(Dataset entries)
== Segment start ==

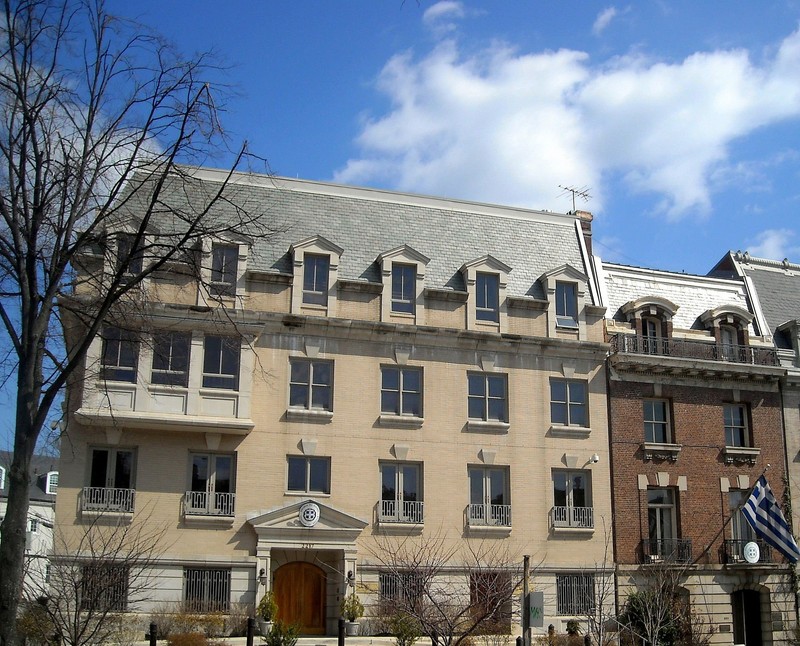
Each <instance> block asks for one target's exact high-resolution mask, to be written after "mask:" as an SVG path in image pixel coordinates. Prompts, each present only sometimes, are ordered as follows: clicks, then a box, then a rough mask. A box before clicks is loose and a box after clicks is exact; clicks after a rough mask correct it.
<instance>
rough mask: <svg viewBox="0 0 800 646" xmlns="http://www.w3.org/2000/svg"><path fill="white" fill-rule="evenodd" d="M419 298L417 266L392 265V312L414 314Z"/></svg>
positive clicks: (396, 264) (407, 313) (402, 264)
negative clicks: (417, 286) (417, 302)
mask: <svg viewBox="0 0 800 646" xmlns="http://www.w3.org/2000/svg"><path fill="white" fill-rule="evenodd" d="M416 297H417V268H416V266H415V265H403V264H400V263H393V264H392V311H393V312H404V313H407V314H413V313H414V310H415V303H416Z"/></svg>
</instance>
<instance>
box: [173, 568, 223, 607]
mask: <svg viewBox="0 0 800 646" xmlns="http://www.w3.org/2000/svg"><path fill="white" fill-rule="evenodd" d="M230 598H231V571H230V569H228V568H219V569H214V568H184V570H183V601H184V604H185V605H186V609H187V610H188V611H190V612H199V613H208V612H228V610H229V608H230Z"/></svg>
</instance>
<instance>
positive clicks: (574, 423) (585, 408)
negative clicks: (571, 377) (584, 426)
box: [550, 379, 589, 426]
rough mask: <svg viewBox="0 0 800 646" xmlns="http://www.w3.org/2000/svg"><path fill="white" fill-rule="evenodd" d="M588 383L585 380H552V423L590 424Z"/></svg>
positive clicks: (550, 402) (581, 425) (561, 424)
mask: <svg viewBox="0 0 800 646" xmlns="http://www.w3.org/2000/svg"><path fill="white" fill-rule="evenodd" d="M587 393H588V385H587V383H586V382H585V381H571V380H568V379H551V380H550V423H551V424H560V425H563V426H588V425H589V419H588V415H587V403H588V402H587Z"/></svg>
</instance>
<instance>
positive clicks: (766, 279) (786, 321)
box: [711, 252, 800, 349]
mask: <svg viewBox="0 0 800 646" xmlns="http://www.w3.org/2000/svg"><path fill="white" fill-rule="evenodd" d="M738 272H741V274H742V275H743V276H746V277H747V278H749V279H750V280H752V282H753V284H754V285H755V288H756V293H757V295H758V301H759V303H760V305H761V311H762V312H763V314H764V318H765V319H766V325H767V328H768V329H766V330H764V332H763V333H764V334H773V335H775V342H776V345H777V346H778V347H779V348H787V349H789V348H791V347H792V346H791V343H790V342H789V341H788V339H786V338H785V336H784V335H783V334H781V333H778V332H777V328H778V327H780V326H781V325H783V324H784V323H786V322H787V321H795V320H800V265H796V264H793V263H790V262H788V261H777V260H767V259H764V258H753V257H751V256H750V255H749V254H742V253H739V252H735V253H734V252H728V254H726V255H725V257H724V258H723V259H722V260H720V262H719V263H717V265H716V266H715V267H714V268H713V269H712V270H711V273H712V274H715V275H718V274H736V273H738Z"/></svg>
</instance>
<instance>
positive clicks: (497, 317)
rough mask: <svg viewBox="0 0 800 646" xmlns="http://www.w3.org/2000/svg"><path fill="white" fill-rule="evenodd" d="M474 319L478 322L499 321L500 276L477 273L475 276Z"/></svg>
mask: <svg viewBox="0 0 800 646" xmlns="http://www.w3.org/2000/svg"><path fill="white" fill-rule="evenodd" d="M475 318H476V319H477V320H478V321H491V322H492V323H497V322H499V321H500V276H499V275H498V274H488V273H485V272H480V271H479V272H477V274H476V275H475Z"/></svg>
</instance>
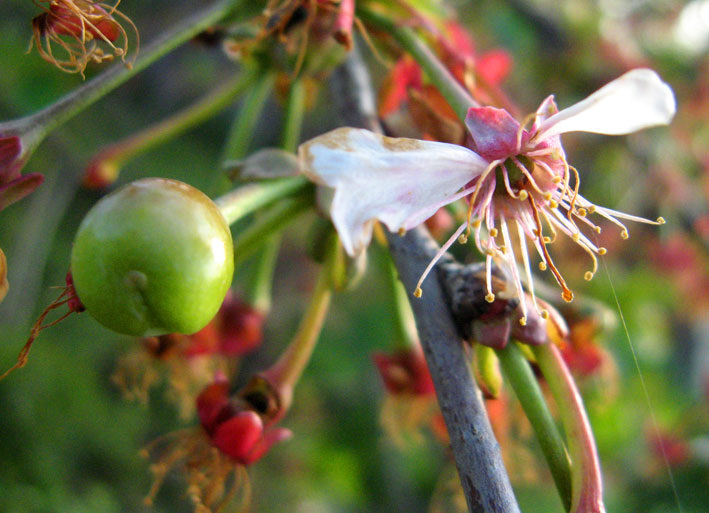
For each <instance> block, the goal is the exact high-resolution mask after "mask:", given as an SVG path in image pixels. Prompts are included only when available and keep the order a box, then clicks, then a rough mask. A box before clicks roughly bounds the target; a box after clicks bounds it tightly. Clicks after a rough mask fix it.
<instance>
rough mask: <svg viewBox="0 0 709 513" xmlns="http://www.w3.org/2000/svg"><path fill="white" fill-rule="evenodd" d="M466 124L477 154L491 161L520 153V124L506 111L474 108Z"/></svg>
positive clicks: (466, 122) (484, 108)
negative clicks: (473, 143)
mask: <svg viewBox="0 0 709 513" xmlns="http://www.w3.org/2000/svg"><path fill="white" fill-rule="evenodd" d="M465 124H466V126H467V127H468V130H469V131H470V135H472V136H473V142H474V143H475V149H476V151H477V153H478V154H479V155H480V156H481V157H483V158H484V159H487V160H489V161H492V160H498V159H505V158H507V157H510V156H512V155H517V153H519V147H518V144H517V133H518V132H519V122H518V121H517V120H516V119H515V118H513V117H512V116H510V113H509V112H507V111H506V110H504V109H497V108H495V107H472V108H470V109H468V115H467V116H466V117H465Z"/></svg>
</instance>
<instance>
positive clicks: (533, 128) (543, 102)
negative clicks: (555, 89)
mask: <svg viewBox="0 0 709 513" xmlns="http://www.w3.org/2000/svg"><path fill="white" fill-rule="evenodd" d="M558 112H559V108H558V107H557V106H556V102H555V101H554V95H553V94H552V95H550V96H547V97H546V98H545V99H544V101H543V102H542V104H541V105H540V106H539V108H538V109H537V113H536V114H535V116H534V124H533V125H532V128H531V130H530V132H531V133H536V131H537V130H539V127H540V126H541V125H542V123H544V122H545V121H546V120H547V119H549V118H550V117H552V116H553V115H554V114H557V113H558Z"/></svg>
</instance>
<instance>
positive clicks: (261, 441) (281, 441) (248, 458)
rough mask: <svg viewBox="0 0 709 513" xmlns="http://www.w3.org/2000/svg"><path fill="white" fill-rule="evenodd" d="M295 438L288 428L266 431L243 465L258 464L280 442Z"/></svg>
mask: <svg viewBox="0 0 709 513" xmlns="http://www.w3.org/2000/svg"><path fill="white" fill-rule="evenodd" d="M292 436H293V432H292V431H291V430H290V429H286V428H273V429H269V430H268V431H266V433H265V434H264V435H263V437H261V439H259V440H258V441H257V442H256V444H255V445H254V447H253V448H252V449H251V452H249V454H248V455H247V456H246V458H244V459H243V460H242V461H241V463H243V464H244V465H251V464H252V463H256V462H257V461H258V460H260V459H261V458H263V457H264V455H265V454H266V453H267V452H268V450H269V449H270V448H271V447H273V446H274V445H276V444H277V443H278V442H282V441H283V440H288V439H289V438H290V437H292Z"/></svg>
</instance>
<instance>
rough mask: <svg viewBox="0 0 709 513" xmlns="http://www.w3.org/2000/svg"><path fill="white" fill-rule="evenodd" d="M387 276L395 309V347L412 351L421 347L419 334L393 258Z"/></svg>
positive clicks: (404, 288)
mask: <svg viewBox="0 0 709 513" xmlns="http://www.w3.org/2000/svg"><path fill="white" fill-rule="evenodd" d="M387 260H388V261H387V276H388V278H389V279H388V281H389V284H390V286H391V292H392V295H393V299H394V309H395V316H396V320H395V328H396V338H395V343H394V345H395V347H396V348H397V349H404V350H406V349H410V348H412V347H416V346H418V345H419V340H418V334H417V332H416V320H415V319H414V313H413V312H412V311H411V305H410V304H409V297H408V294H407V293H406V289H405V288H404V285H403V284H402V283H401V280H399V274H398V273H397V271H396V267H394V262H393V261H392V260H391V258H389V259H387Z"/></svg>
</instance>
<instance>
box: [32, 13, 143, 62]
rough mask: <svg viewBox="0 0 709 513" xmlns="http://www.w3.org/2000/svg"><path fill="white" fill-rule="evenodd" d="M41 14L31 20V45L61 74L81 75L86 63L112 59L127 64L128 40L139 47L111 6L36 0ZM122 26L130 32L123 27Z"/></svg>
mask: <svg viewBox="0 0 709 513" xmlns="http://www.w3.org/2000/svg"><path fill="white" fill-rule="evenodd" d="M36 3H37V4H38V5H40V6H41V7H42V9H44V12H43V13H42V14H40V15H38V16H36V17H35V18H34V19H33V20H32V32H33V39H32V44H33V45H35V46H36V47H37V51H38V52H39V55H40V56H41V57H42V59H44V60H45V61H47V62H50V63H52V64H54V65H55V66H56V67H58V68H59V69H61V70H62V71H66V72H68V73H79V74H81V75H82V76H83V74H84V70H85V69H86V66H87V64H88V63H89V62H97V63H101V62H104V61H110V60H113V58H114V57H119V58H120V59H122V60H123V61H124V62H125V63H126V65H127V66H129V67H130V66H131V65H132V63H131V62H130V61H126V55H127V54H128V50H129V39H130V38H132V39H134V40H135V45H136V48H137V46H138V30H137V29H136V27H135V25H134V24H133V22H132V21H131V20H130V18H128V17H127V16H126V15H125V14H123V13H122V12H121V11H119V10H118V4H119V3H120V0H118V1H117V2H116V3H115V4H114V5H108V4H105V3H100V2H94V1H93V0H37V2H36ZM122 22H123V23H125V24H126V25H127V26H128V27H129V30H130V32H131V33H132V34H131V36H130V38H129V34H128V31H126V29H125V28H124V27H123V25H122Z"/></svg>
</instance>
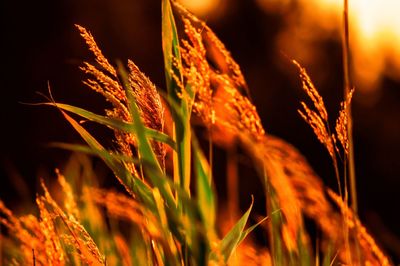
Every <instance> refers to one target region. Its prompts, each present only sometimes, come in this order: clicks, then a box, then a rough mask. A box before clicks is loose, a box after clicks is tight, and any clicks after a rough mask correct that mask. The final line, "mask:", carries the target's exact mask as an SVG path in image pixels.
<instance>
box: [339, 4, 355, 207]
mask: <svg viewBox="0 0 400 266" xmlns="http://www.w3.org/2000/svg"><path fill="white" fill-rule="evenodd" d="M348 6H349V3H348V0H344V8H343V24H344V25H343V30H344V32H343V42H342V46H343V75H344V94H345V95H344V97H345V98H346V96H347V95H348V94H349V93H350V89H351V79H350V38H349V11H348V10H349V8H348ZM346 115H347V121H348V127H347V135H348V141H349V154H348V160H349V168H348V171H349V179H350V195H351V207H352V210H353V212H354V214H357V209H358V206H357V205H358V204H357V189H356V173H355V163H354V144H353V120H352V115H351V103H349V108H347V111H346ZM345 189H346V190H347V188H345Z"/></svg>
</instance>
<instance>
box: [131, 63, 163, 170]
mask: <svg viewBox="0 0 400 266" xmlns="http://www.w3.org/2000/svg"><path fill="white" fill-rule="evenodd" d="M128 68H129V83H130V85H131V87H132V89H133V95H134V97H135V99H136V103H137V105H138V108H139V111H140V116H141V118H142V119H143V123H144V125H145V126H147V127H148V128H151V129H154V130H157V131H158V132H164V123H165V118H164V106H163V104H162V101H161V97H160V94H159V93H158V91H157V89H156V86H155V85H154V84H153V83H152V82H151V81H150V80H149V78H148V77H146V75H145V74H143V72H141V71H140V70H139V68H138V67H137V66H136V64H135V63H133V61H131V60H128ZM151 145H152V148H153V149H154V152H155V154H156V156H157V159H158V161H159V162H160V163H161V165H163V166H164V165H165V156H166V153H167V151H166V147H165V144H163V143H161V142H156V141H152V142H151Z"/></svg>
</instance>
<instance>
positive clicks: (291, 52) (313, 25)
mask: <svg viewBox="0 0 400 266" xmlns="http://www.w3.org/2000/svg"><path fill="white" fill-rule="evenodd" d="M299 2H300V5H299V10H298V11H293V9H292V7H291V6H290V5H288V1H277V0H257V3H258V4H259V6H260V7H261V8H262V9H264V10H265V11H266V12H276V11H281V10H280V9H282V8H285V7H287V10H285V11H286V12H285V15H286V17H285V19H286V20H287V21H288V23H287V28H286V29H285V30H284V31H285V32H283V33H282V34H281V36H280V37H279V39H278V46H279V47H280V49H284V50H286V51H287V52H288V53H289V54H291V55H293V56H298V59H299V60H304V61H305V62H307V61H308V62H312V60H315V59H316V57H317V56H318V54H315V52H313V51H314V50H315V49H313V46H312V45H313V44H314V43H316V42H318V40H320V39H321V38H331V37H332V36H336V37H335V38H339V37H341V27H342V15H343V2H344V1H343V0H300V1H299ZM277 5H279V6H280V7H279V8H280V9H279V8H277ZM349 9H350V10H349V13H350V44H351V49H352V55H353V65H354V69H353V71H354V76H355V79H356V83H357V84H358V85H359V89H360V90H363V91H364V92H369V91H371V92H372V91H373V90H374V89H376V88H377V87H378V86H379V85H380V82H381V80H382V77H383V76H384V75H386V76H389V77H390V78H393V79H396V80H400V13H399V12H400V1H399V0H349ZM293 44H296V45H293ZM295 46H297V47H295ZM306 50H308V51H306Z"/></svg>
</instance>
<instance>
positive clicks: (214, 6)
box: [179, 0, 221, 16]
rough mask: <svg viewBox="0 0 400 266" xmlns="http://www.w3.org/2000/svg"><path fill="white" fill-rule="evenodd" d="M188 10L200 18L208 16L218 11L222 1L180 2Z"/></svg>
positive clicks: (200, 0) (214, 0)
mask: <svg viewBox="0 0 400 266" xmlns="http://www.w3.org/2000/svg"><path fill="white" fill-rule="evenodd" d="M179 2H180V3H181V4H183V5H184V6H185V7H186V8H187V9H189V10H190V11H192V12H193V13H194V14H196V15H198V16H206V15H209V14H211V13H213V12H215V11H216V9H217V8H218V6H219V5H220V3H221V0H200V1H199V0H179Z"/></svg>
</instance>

== Segment end ==

* TASK REQUIREMENTS *
An answer is complete only when it holds every line above containing the string "high".

* ANSWER FOR THIS EXERCISE *
Each <instance> block asks for one target's exact high-resolution mask, to be written after "mask:" as an SVG path in image pixel coordinates. Prompts, each present only sometimes, are ordered as follows: clicks, then a box, then a rough mask. A box before clicks is loose and a box after clicks is exact; clicks after a rough mask correct it.
For each <instance> block, the goal is the exact high-resolution mask after "mask:", given as an SVG path in image pixels. Prompts are included only when available and keep the order a box, then clicks, then a rough mask. A box before clicks roughly bounds the target; a box after clicks bounds it tightly. Clicks after a rough mask fix it.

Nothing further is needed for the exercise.